**原文:**
------------------------------------------------

皆様、新年明けましておめでとうございます。
昨年と同様2009年も宜しくお願いいたします。

今回は「ISOはボランタリー」と題して、先のメルマガに引き続き国際会議の
話をさせていただきます。

■□■ ISOはボランタリー ■□■

ISO(国際標準化機構:International Organization for Standardization)
で作成される規格はボランタリー規格といわれています。

ボランタリー(voluntary)とは、「強制的ではなく自発的に自ら進んで行う」
ことをいいます。

ISO9001、ISO14001、或いはその他多くの規格も強制的ではなく自発的に採用
することが前提とされています。

でも、本当にそうなのでしょうか?
確かに、ISO9001もISO14001も組織が自ら進んで行うものとされていますが、
実態は少し違うようです。

一般的には知られていないと思いますが、ISOの技術専門委員会(TC)の事務局
もボランタリーと称されています。

------------------------------------------------

**生データ:**

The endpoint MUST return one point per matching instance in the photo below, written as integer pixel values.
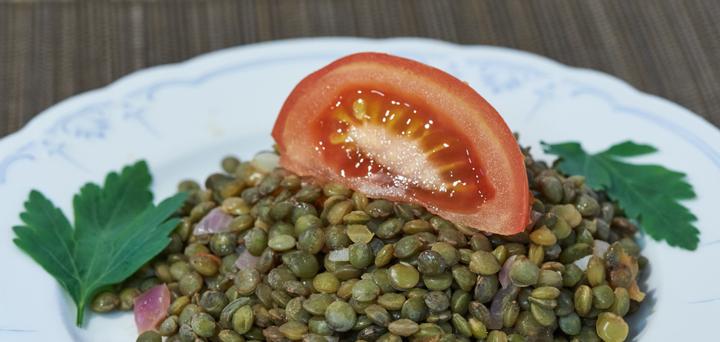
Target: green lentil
(242, 319)
(583, 300)
(294, 330)
(477, 328)
(105, 302)
(603, 297)
(384, 255)
(391, 301)
(448, 252)
(256, 240)
(570, 324)
(361, 255)
(340, 316)
(203, 324)
(524, 272)
(383, 250)
(611, 327)
(169, 326)
(438, 282)
(484, 263)
(359, 233)
(414, 309)
(403, 327)
(404, 276)
(365, 290)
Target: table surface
(50, 50)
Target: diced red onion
(502, 298)
(504, 276)
(600, 247)
(151, 307)
(245, 259)
(582, 262)
(216, 221)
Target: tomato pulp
(398, 129)
(396, 145)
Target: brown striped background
(50, 50)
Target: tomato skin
(456, 103)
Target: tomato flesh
(397, 129)
(392, 143)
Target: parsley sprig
(650, 194)
(117, 229)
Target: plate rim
(49, 116)
(53, 112)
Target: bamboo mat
(50, 50)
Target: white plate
(183, 118)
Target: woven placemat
(50, 50)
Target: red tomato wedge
(398, 129)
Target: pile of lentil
(335, 265)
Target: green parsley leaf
(117, 230)
(650, 194)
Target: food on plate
(281, 257)
(397, 205)
(402, 130)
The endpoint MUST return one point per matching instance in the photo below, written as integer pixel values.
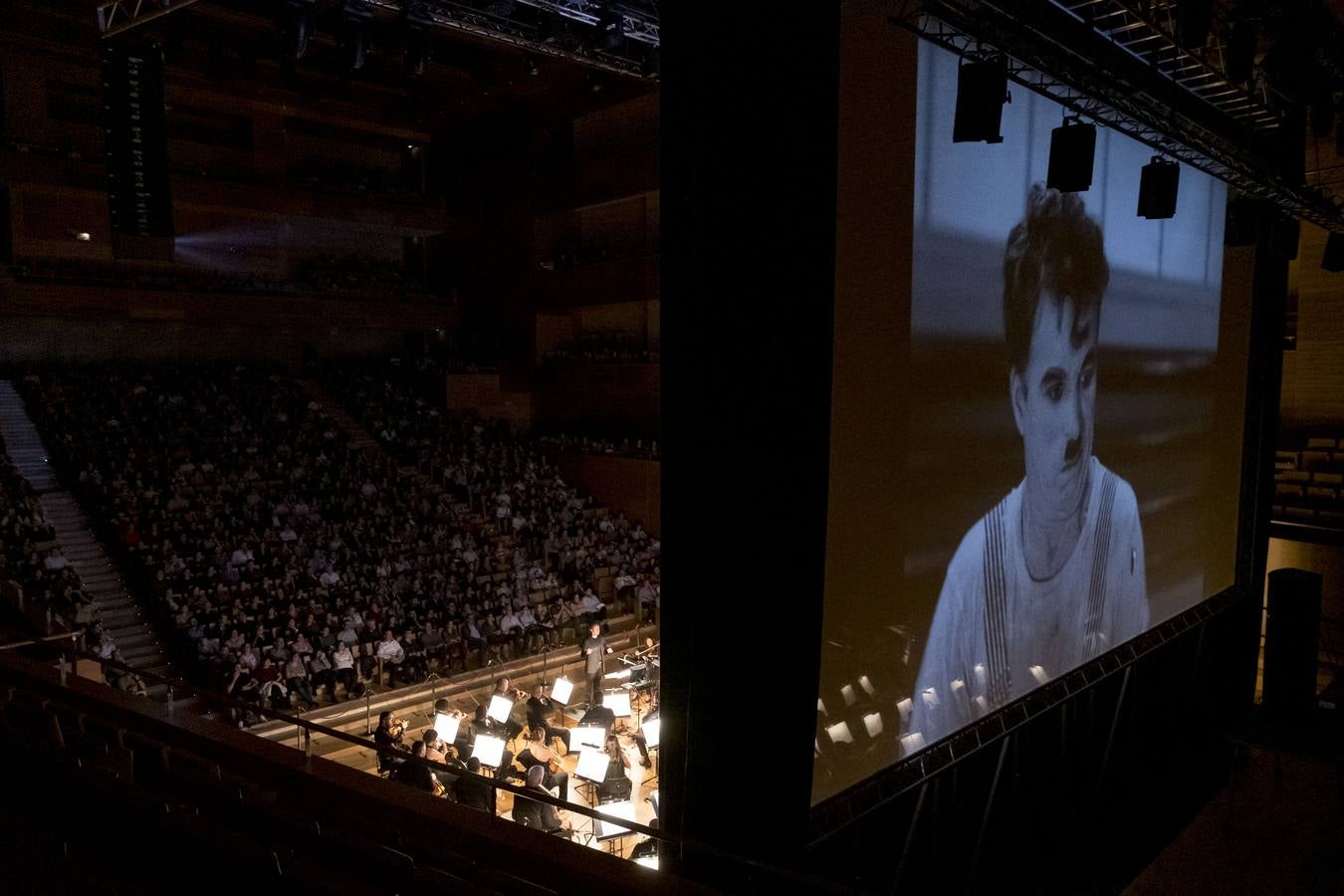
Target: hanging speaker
(982, 91)
(1292, 638)
(1071, 149)
(1158, 187)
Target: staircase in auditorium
(121, 617)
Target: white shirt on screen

------------------------------------------------

**小課題:**
原文のうち「ISO(国際標準化機構:International Organization for」を含む語句で始まり「実態は少し違うようです。」で終わる部分を、「自発的」を「任意」に置き換えて書き直してください。

**課題への回答:**
ISO(国際標準化機構:International Organization for Standardization)
で作成される規格はボランタリー規格といわれています。

ボランタリー(voluntary)とは、「強制的ではなく任意に自ら進んで行う」
ことをいいます。

ISO9001、ISO14001、或いはその他多くの規格も強制的ではなく任意に採用
することが前提とされています。

でも、本当にそうなのでしょうか?
確かに、ISO9001もISO14001も組織が自ら進んで行うものとされていますが、
実態は少し違うようです。